* begin Material for the task *
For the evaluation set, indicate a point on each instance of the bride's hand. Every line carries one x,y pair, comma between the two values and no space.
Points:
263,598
* end Material for the task *
* begin Material for the task *
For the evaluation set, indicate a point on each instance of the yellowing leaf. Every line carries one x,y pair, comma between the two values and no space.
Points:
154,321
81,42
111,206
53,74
* end Material for the task *
Task brief:
Find every line in the data above that contains the string "evaluation", matching case exactly, and copy each of those lines.

Final result:
For the evaluation set, indicate a point on each instance of the bride's hand. Every line carries one x,y pair, comma between the two values and no space.
For the evaluation set, indicate a point on each instance of the yellowing leaf. Every line carries one x,y pair, comma between the two values and no space.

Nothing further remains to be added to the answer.